What is needed: Set down every item below exactly as it appears, keeping each line unchanged.

....

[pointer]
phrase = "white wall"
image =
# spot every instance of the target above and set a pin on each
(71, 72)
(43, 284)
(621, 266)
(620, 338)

....

Result below:
[pointer]
phrase = "white wall"
image =
# spot every instance of the target above and set a pin on each
(71, 72)
(43, 284)
(621, 266)
(620, 338)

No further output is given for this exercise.